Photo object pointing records
++++++
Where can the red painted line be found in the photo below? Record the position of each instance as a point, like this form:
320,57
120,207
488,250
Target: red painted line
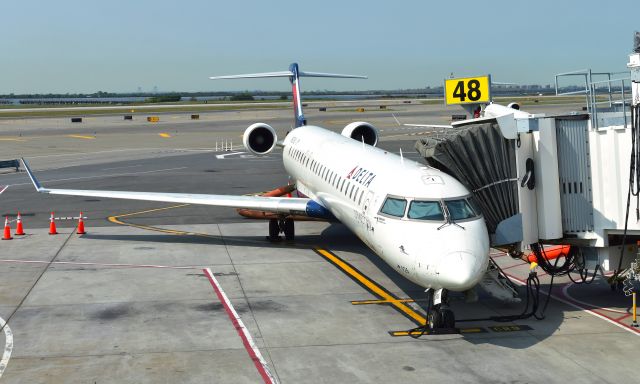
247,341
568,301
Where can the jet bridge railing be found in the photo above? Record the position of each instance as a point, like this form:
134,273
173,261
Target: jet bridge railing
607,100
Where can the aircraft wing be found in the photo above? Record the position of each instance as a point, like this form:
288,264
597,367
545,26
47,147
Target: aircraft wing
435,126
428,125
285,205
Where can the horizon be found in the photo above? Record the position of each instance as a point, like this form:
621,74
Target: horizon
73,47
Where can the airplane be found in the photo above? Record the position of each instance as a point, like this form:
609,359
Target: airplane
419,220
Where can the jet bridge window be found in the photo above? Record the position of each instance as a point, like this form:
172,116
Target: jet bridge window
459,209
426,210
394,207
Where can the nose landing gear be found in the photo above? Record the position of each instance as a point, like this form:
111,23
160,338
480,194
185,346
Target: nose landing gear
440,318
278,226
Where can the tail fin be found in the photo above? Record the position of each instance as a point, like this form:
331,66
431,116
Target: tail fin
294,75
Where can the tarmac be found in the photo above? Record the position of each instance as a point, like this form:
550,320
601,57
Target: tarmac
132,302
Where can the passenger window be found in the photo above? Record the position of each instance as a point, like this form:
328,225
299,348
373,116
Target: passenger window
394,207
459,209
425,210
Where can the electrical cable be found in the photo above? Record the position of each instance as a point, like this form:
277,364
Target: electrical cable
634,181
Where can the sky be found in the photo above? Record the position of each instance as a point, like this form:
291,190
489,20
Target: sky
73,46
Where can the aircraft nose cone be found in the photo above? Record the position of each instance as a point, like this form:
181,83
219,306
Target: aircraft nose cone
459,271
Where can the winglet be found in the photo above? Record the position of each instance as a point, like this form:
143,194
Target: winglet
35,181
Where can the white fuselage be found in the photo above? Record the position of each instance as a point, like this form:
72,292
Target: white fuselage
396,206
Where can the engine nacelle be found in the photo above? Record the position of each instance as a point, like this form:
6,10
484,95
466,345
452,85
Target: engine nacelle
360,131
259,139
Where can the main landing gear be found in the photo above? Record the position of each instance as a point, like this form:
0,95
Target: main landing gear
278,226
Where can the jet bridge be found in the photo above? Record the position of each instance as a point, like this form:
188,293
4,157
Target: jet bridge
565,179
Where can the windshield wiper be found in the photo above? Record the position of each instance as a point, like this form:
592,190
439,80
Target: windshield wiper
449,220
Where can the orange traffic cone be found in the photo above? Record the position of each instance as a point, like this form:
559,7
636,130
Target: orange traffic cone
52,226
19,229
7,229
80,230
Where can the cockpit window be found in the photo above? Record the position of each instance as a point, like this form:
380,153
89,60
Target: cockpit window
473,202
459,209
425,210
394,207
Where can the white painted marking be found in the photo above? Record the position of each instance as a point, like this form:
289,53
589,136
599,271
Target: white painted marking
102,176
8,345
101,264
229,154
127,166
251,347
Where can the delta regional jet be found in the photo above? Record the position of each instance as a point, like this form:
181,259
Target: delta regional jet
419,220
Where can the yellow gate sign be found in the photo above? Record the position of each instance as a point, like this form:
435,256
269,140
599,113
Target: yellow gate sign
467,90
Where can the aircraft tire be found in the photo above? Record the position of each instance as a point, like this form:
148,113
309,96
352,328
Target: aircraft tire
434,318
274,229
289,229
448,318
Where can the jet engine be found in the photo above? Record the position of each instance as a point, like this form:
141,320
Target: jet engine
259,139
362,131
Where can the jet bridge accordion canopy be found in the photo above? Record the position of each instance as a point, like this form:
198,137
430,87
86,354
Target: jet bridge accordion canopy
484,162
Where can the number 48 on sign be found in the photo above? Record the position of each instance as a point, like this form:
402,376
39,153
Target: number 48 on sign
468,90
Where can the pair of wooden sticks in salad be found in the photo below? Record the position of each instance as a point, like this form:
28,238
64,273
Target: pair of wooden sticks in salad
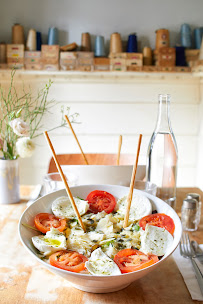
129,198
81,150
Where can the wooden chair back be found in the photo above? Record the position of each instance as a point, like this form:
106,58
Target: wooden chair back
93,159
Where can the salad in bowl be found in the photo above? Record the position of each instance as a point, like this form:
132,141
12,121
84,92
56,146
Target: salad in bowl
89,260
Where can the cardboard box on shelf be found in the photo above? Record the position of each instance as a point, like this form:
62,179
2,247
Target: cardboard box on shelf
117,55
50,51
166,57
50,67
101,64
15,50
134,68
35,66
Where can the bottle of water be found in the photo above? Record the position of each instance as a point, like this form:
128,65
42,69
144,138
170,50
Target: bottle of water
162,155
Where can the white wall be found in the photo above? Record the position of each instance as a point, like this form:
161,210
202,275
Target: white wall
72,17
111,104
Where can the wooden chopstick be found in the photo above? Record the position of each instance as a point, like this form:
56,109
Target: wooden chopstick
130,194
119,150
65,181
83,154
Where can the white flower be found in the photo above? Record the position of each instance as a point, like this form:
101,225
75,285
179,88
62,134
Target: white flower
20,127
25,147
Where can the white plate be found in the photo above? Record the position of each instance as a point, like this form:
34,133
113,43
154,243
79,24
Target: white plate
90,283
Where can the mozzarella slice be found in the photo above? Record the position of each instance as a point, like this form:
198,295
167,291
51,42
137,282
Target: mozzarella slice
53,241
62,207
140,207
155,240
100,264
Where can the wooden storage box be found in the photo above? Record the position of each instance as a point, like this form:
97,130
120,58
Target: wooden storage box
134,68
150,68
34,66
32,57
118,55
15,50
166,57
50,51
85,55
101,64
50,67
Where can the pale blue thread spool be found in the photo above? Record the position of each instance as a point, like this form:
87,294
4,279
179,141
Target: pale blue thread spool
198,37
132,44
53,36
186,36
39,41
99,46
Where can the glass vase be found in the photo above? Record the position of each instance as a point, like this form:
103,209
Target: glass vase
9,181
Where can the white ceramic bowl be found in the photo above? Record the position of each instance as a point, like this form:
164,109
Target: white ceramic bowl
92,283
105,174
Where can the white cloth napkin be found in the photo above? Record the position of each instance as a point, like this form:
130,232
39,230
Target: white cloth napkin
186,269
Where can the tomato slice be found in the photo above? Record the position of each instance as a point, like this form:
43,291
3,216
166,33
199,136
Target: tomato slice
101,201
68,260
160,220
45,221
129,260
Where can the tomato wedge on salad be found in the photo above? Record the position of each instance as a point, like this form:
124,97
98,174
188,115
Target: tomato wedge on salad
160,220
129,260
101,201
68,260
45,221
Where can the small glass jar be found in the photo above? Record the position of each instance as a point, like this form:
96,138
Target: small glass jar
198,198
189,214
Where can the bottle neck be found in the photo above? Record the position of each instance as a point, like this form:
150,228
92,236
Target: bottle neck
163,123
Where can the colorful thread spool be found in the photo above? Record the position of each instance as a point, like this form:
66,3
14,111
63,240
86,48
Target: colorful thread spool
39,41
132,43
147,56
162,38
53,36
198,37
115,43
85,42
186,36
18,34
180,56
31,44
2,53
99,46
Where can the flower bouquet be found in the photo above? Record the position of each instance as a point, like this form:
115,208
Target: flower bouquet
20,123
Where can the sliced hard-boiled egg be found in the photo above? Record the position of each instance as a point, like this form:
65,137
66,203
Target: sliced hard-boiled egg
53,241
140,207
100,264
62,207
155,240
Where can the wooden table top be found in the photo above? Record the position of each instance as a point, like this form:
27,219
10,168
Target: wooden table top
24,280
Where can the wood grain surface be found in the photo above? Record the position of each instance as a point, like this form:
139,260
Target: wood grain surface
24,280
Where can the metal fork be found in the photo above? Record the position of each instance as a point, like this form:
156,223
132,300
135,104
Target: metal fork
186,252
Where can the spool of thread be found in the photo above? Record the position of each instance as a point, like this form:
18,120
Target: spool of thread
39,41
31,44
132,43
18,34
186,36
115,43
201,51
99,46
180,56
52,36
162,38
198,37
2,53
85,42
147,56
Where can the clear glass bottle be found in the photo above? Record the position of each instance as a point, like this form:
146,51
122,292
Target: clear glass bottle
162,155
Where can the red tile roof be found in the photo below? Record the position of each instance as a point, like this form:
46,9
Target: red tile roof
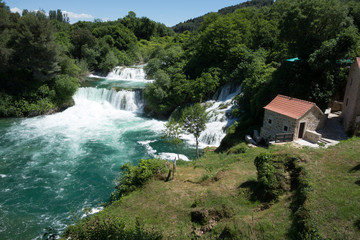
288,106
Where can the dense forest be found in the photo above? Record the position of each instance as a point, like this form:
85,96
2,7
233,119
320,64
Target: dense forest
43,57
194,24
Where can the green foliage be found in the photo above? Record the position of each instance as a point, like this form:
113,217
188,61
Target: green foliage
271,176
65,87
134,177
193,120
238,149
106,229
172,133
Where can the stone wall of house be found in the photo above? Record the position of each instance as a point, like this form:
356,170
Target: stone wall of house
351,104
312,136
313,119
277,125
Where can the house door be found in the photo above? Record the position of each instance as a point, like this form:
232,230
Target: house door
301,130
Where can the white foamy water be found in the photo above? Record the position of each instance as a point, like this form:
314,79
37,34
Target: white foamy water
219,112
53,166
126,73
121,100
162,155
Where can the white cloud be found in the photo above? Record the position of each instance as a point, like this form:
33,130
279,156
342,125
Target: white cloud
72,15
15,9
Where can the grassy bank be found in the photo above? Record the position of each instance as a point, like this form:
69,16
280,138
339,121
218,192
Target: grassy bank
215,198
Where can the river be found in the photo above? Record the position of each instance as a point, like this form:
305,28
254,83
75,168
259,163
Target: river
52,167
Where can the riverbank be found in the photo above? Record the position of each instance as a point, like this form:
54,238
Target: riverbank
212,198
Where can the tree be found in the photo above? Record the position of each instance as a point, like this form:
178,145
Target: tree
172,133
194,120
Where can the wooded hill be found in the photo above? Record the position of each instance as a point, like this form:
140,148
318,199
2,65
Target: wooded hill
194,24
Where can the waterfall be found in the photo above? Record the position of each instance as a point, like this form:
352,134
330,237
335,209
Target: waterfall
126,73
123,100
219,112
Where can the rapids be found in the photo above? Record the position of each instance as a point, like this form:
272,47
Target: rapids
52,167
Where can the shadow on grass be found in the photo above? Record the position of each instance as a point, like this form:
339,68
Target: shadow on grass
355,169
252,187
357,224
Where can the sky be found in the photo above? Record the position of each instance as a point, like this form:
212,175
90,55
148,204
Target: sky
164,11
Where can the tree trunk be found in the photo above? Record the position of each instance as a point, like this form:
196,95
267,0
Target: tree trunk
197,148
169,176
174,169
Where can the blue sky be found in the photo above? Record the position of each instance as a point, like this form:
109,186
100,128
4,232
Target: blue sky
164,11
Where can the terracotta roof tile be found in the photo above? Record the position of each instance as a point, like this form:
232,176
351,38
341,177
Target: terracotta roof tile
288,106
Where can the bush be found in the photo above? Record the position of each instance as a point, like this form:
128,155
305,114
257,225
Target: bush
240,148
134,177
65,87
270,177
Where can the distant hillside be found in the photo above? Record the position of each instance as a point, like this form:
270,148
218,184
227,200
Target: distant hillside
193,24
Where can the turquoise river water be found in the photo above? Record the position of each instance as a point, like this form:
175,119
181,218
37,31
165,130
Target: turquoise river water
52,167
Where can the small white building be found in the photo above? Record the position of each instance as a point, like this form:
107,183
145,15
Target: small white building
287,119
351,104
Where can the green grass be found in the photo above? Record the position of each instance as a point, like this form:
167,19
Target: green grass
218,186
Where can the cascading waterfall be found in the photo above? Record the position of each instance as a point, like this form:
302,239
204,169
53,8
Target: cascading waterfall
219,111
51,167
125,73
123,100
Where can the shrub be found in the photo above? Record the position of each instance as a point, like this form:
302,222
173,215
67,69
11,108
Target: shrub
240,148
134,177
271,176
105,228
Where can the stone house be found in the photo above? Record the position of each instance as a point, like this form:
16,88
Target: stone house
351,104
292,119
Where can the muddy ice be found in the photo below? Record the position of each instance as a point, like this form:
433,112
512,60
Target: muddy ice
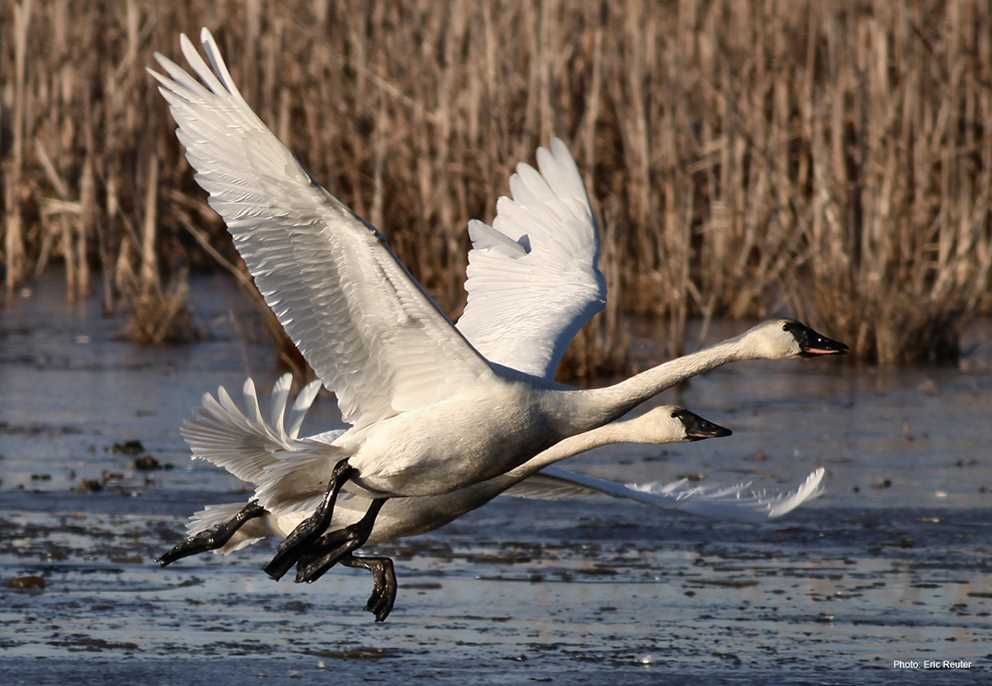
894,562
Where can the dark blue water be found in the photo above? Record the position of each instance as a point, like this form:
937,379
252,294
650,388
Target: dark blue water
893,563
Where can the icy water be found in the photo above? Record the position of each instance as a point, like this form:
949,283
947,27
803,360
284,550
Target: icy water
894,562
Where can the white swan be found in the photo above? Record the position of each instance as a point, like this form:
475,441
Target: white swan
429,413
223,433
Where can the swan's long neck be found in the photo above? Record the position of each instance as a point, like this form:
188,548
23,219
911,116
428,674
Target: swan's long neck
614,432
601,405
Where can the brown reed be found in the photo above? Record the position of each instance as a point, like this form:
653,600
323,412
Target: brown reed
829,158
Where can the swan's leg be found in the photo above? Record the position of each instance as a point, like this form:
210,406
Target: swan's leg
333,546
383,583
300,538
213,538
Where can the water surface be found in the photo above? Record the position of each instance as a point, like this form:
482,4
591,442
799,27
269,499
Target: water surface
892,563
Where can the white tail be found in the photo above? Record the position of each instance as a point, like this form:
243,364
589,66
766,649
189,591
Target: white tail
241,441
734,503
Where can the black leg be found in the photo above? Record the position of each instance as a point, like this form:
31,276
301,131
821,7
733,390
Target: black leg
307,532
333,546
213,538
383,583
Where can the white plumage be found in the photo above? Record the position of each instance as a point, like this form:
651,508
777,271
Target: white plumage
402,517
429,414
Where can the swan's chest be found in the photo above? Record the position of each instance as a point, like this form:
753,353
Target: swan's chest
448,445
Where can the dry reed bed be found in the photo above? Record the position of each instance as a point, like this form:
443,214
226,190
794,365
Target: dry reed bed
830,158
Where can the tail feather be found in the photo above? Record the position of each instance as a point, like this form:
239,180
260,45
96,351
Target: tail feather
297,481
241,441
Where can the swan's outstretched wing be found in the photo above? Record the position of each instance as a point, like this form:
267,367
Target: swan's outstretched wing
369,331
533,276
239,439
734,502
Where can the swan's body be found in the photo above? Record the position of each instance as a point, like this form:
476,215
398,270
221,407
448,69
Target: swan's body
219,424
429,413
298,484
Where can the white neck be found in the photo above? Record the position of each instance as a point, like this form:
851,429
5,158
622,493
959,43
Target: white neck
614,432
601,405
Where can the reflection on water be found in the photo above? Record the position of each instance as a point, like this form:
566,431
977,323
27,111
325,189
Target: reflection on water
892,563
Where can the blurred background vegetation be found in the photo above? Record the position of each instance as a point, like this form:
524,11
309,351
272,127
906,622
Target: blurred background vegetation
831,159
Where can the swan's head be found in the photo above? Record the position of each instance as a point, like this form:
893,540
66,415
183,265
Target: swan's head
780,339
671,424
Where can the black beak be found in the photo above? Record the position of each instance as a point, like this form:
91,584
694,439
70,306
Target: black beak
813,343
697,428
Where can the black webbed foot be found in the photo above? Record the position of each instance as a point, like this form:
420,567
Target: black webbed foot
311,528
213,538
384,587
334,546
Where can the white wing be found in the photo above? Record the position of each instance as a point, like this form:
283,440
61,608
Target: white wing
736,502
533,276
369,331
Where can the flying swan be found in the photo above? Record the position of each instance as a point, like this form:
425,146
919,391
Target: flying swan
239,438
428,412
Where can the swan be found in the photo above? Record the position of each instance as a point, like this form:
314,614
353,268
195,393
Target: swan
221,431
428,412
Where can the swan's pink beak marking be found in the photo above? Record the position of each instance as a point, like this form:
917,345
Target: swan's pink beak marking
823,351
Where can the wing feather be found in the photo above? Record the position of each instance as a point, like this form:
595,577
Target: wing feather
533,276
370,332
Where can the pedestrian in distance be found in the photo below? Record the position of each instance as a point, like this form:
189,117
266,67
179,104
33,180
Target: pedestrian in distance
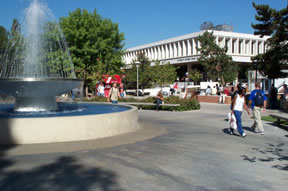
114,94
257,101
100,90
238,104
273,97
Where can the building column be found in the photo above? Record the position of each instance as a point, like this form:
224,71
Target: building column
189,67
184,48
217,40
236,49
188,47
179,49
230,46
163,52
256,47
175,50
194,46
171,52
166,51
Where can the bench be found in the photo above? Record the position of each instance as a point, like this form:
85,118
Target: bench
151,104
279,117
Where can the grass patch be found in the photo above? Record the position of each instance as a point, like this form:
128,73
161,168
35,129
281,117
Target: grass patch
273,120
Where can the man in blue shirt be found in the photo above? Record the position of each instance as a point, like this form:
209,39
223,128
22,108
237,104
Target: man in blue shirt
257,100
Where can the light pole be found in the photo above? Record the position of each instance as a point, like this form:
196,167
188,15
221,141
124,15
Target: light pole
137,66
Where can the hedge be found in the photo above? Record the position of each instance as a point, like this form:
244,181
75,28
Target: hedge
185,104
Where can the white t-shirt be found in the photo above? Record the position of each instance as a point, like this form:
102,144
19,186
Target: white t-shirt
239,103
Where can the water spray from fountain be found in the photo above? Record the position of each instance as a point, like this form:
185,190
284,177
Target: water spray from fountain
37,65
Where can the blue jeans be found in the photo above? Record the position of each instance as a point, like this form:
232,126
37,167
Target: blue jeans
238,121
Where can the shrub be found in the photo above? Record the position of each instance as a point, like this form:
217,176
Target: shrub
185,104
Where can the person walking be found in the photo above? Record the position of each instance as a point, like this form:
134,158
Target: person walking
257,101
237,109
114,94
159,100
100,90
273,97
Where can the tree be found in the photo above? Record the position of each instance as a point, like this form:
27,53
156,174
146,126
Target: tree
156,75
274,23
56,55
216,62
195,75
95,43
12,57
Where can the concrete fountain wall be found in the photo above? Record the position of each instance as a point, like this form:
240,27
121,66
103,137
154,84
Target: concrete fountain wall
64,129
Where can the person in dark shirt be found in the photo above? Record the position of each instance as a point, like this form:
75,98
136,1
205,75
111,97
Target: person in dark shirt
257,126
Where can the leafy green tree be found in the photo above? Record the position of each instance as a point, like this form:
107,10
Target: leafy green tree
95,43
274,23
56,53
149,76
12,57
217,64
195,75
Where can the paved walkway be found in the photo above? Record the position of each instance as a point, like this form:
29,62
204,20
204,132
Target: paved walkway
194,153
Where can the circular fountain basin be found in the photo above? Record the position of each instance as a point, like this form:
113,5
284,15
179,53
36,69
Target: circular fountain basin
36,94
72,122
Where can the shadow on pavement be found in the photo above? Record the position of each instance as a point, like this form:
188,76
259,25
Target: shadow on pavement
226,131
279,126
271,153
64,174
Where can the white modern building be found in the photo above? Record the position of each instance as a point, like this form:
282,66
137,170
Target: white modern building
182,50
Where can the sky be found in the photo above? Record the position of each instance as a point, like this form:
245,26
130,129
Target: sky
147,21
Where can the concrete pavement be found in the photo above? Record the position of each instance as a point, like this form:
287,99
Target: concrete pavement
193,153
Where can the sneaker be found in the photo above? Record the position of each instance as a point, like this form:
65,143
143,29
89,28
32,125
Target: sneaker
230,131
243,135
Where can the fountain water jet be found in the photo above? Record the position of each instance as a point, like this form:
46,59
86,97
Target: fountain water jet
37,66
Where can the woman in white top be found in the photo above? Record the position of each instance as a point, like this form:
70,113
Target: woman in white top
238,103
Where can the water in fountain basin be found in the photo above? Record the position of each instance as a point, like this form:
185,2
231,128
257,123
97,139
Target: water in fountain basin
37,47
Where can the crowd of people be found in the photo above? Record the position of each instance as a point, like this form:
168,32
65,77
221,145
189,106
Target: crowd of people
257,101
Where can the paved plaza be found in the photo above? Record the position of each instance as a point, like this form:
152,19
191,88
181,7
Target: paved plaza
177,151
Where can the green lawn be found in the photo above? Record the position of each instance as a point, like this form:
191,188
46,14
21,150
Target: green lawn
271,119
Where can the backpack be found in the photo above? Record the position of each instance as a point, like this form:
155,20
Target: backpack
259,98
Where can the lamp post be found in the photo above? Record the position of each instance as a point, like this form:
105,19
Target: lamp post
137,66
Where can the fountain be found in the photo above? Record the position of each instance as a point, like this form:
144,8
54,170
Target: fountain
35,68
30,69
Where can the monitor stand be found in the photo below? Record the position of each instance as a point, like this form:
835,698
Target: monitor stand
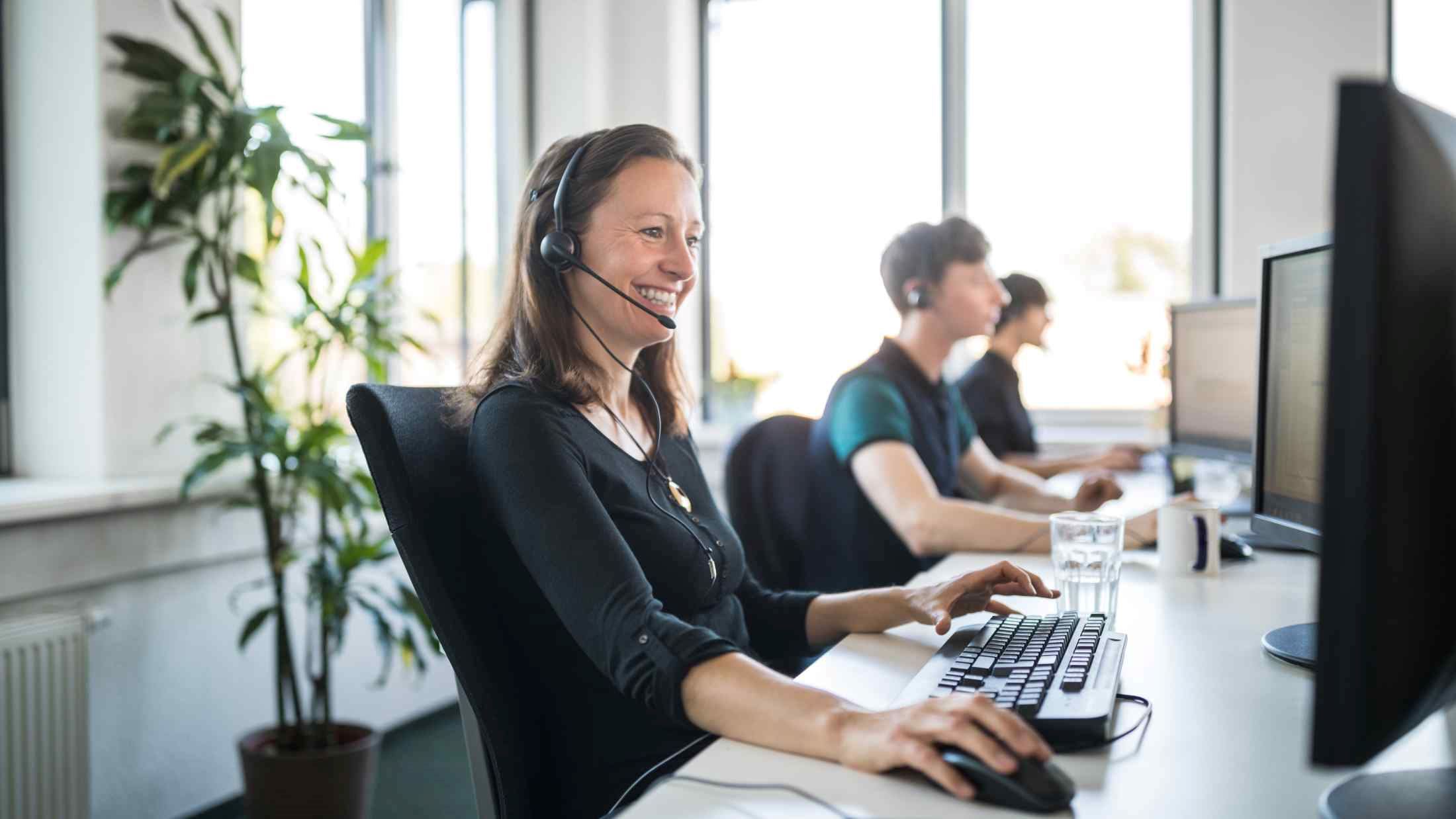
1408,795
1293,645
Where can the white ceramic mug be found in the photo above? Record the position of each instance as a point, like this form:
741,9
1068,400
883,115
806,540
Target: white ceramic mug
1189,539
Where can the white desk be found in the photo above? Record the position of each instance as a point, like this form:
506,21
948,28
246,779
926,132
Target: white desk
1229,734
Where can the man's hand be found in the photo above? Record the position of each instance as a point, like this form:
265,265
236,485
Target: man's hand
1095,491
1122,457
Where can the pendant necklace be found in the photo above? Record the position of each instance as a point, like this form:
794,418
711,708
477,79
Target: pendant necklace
++++++
Extract every line from the one with "Where can the white desk" down to the final line above, both included, exactly as written.

Where can the white desk be found in the photo above? Record the position of each instance as a point, like this form:
506,21
948,28
246,779
926,132
Target: white desk
1229,734
Where can the man's hand be found in the photo above? Record the position of each instance as a point, like this form:
265,265
236,485
Target: man's hand
1095,491
1122,457
Where can the pendant necklace be found in the photo above? Record the position of each instance as a point, like this form:
794,418
711,708
477,79
Target: pendant necklace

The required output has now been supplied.